**INSTRUCTIONS FOR THE TASK:** From the entries provided below, copy each line that contains the word "prey".

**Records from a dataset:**

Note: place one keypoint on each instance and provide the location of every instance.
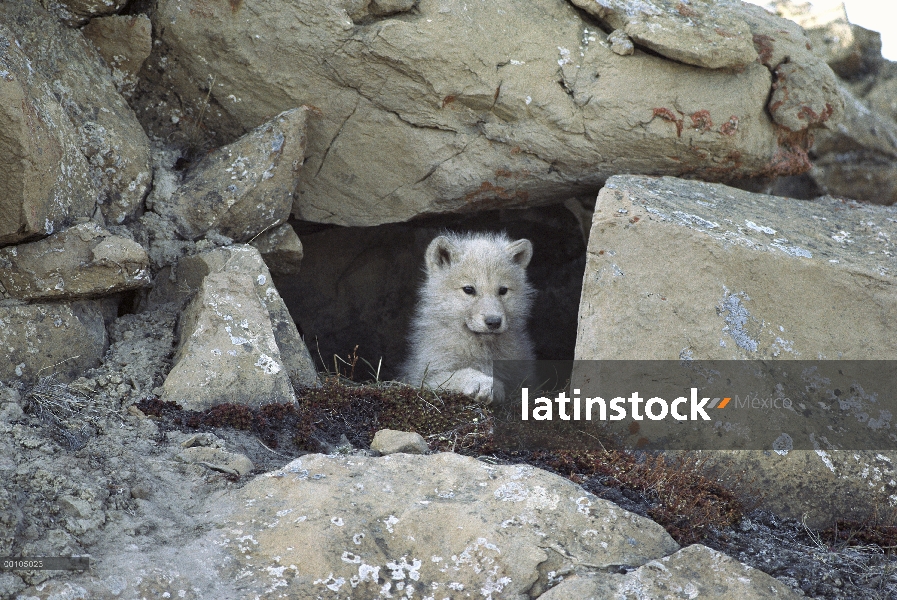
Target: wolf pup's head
(479, 279)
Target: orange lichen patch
(730, 126)
(667, 115)
(764, 46)
(792, 156)
(813, 117)
(490, 191)
(701, 121)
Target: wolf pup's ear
(440, 254)
(521, 252)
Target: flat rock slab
(681, 269)
(85, 260)
(693, 572)
(451, 109)
(443, 525)
(111, 140)
(41, 340)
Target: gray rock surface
(858, 159)
(706, 34)
(281, 249)
(245, 260)
(60, 340)
(45, 181)
(244, 188)
(80, 262)
(687, 269)
(503, 531)
(124, 42)
(388, 441)
(77, 12)
(111, 139)
(237, 341)
(449, 108)
(227, 351)
(677, 250)
(218, 460)
(693, 572)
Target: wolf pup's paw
(479, 385)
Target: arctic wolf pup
(473, 309)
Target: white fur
(456, 335)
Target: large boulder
(124, 42)
(454, 110)
(78, 12)
(689, 270)
(45, 181)
(692, 572)
(111, 139)
(59, 340)
(83, 261)
(504, 531)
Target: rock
(281, 249)
(687, 269)
(45, 180)
(244, 259)
(10, 412)
(124, 42)
(850, 50)
(387, 441)
(238, 343)
(621, 43)
(227, 351)
(454, 111)
(505, 531)
(217, 460)
(858, 159)
(80, 262)
(692, 572)
(705, 34)
(76, 12)
(882, 96)
(359, 286)
(61, 340)
(111, 139)
(242, 189)
(648, 235)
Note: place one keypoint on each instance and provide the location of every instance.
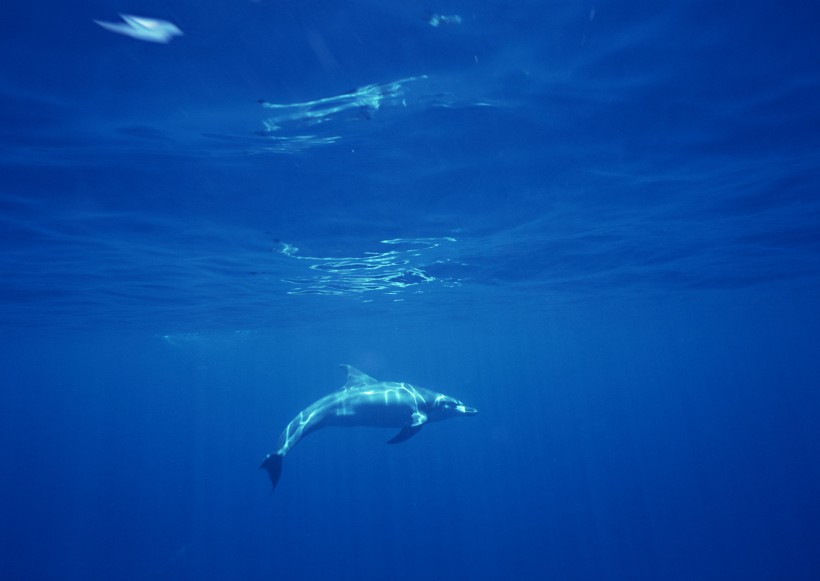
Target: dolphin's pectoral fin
(273, 464)
(406, 433)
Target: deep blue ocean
(596, 222)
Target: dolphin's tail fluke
(273, 464)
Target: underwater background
(596, 222)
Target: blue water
(598, 223)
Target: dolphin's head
(444, 406)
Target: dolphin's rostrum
(364, 401)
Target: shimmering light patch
(142, 28)
(286, 126)
(391, 271)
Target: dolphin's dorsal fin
(356, 378)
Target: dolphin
(365, 401)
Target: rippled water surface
(599, 223)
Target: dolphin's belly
(384, 408)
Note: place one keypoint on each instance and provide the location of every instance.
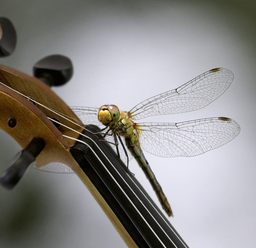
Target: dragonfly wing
(88, 115)
(189, 138)
(193, 95)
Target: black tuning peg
(8, 37)
(21, 163)
(53, 70)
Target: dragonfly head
(108, 114)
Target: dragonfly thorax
(108, 115)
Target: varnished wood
(40, 92)
(32, 122)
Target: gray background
(124, 52)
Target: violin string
(68, 137)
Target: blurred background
(124, 52)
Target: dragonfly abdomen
(134, 147)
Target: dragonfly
(188, 138)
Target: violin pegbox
(27, 107)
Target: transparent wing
(193, 95)
(189, 138)
(88, 115)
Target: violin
(57, 135)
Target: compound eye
(115, 113)
(108, 114)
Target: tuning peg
(53, 70)
(8, 37)
(21, 163)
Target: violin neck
(133, 213)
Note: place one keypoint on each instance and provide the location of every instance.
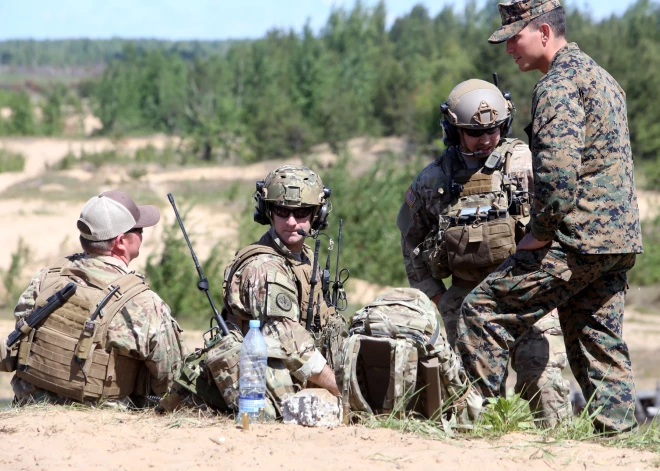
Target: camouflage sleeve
(521, 166)
(28, 299)
(145, 330)
(289, 341)
(415, 223)
(558, 141)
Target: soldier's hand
(529, 242)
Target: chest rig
(302, 277)
(477, 226)
(67, 354)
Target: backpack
(396, 360)
(67, 353)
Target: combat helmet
(294, 186)
(475, 104)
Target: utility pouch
(429, 385)
(222, 362)
(434, 254)
(481, 244)
(8, 358)
(84, 346)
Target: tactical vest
(67, 354)
(478, 228)
(303, 276)
(395, 359)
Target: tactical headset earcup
(321, 218)
(449, 134)
(508, 124)
(260, 214)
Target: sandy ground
(44, 439)
(60, 438)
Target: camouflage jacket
(255, 290)
(426, 200)
(584, 188)
(144, 329)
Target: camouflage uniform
(264, 287)
(145, 330)
(585, 202)
(540, 355)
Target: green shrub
(369, 204)
(11, 161)
(174, 277)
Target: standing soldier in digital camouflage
(134, 344)
(460, 218)
(270, 281)
(585, 230)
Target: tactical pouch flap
(223, 363)
(481, 244)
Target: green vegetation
(281, 94)
(11, 161)
(173, 276)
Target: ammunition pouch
(8, 358)
(480, 243)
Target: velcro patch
(410, 197)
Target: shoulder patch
(283, 302)
(410, 197)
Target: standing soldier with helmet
(584, 230)
(271, 280)
(462, 217)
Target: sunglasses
(480, 132)
(298, 213)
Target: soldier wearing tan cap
(584, 231)
(136, 344)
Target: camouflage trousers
(538, 358)
(588, 291)
(281, 383)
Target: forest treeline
(281, 94)
(90, 52)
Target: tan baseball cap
(517, 14)
(112, 213)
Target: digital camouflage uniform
(143, 330)
(264, 287)
(585, 202)
(539, 356)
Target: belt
(461, 283)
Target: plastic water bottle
(252, 371)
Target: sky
(204, 19)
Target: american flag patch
(410, 197)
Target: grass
(11, 161)
(504, 416)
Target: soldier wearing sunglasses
(270, 280)
(463, 215)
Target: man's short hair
(556, 19)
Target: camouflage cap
(517, 14)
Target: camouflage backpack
(395, 359)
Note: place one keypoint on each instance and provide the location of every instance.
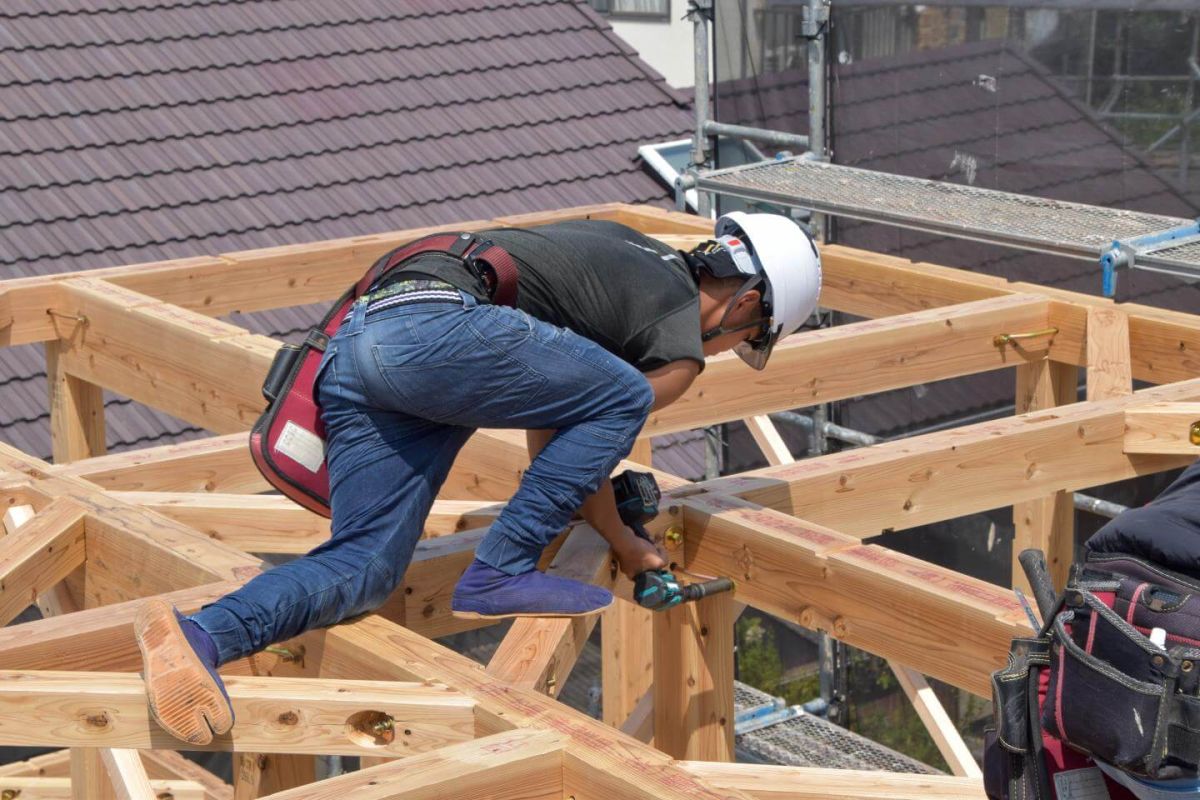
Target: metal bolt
(673, 537)
(288, 654)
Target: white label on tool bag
(303, 446)
(1080, 785)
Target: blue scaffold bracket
(1123, 253)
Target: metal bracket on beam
(1123, 253)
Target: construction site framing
(91, 534)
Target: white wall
(667, 47)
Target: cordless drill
(637, 503)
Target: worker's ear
(749, 301)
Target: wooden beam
(59, 788)
(1047, 523)
(516, 765)
(169, 765)
(94, 639)
(256, 775)
(640, 722)
(767, 437)
(953, 627)
(941, 728)
(1109, 371)
(372, 647)
(211, 464)
(859, 359)
(769, 782)
(126, 773)
(39, 555)
(539, 653)
(89, 779)
(910, 482)
(1164, 428)
(627, 657)
(201, 370)
(133, 552)
(256, 523)
(694, 680)
(48, 709)
(57, 600)
(77, 410)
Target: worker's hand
(636, 554)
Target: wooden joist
(875, 355)
(281, 715)
(37, 555)
(201, 370)
(93, 639)
(942, 623)
(59, 788)
(516, 765)
(372, 647)
(1163, 428)
(909, 482)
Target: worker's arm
(600, 510)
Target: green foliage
(759, 662)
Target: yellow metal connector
(673, 537)
(1008, 338)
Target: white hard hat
(777, 248)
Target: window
(645, 10)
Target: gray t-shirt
(629, 294)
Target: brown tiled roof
(136, 131)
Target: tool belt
(1092, 685)
(288, 440)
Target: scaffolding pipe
(1098, 506)
(778, 138)
(699, 11)
(814, 29)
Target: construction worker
(609, 326)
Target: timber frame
(90, 535)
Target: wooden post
(126, 774)
(1109, 368)
(627, 659)
(89, 779)
(1045, 523)
(257, 775)
(77, 410)
(694, 680)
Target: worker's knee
(379, 579)
(642, 397)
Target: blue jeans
(401, 391)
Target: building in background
(659, 31)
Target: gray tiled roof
(135, 131)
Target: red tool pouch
(288, 440)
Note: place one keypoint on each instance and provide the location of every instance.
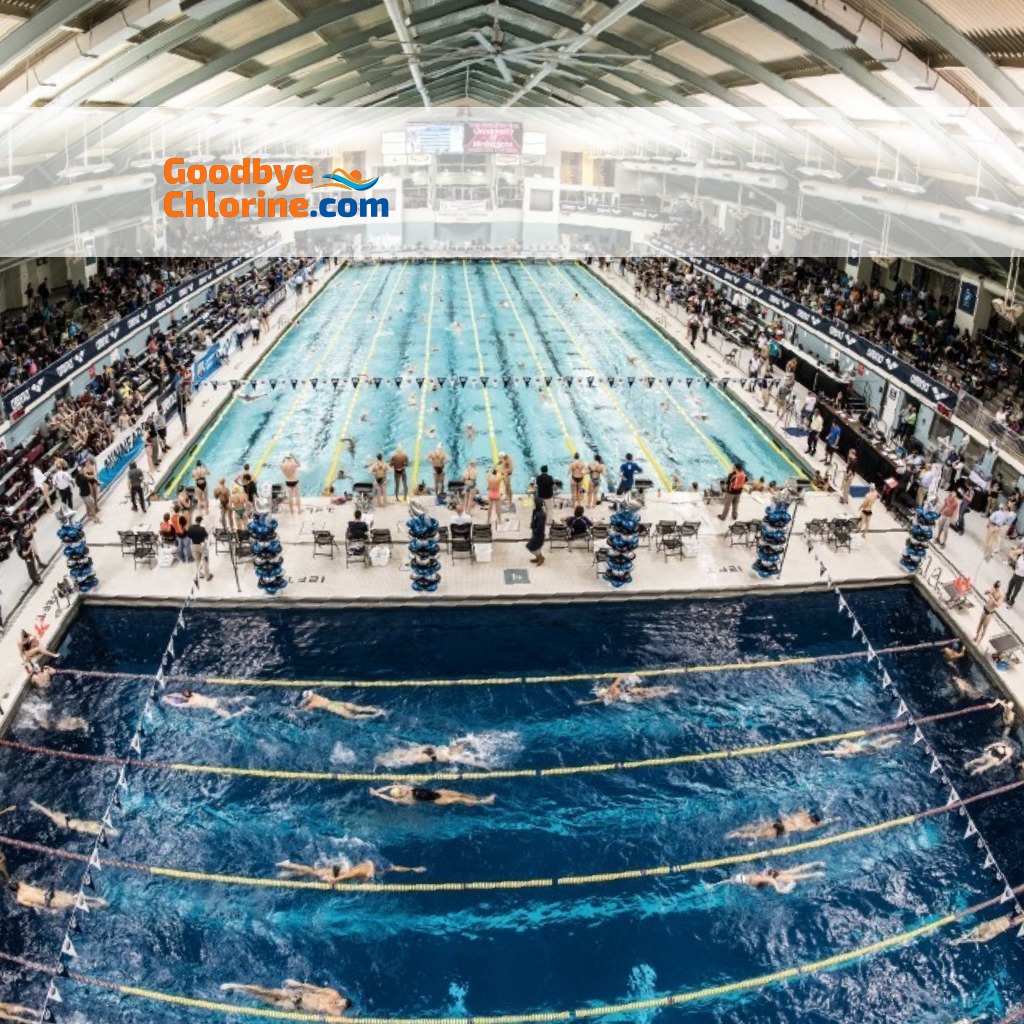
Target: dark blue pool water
(522, 950)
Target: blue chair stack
(266, 554)
(922, 532)
(624, 536)
(423, 549)
(77, 553)
(771, 542)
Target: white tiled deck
(718, 567)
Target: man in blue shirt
(629, 470)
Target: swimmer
(296, 995)
(186, 698)
(783, 882)
(965, 689)
(989, 930)
(51, 899)
(991, 757)
(83, 825)
(355, 713)
(629, 689)
(22, 1015)
(409, 795)
(366, 870)
(799, 821)
(869, 744)
(457, 752)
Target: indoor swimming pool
(523, 328)
(548, 899)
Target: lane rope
(487, 775)
(636, 1006)
(686, 670)
(629, 875)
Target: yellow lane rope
(479, 366)
(208, 432)
(542, 377)
(636, 1006)
(489, 775)
(301, 398)
(371, 348)
(581, 677)
(645, 372)
(800, 470)
(424, 391)
(637, 436)
(630, 875)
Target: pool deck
(717, 567)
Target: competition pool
(528, 323)
(548, 900)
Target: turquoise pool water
(517, 950)
(527, 323)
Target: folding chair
(324, 543)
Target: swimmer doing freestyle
(408, 795)
(456, 752)
(356, 713)
(782, 881)
(296, 995)
(365, 870)
(628, 689)
(798, 821)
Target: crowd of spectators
(80, 426)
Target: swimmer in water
(798, 821)
(991, 757)
(869, 744)
(83, 825)
(783, 882)
(966, 689)
(455, 753)
(628, 689)
(366, 870)
(408, 795)
(989, 930)
(354, 713)
(186, 698)
(296, 995)
(50, 899)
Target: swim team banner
(55, 373)
(924, 386)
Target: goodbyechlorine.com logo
(180, 203)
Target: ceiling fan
(488, 45)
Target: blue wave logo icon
(346, 179)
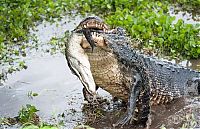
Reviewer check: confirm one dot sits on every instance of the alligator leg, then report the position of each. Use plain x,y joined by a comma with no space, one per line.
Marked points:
193,86
145,119
134,93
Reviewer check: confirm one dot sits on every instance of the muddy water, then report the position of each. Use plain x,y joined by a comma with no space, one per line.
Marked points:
59,91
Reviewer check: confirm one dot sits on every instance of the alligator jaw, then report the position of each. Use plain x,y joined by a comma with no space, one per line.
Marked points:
79,63
89,25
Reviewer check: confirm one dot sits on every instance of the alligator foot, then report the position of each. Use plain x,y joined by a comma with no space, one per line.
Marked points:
91,98
134,93
193,86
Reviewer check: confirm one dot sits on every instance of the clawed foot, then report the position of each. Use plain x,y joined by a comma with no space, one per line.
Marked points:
92,99
124,120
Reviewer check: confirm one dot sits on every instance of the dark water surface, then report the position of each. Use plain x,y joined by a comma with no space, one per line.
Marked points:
59,91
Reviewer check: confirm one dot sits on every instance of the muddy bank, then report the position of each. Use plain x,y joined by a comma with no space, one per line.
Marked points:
60,92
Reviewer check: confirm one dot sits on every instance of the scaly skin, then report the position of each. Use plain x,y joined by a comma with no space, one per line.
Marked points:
138,79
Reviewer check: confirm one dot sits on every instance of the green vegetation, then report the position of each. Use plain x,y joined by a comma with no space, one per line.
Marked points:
144,19
149,21
27,119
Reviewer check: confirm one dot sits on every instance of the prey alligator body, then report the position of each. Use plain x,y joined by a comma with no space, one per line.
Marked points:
138,79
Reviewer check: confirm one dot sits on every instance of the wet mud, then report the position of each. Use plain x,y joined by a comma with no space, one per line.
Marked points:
60,93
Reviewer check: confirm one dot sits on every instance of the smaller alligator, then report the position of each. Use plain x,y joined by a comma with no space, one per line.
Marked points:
148,79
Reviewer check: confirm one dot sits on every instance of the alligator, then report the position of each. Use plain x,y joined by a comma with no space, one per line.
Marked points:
114,65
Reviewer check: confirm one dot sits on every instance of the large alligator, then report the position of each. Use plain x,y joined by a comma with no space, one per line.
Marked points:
118,68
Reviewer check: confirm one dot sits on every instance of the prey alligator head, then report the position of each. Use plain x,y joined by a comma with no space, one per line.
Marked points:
80,39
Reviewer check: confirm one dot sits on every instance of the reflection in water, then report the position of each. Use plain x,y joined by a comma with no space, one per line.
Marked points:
59,91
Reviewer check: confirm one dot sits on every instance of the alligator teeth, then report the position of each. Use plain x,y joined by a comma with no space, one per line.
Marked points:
87,24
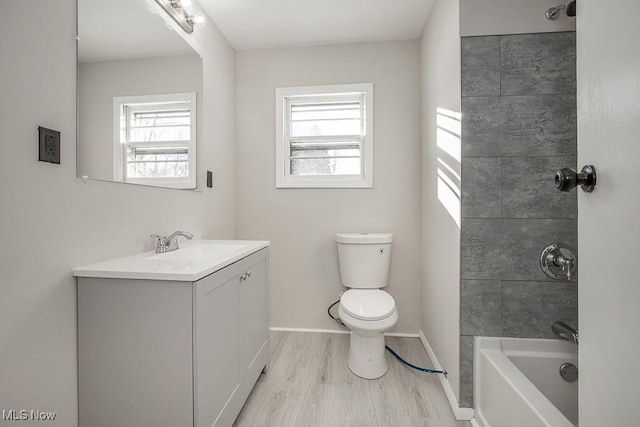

**FINISHED EXERCISE:**
Reviewer check: confirm one dot sits on every instance of the prey alligator body, then report the position of each. Use plain x,y joined by a comma with no space, one per line.
Reviewer check: confirm one dot sits on every instance of the prey alligator head, then report the position of each. Use plain x,y joined by a comma with no space, one per line.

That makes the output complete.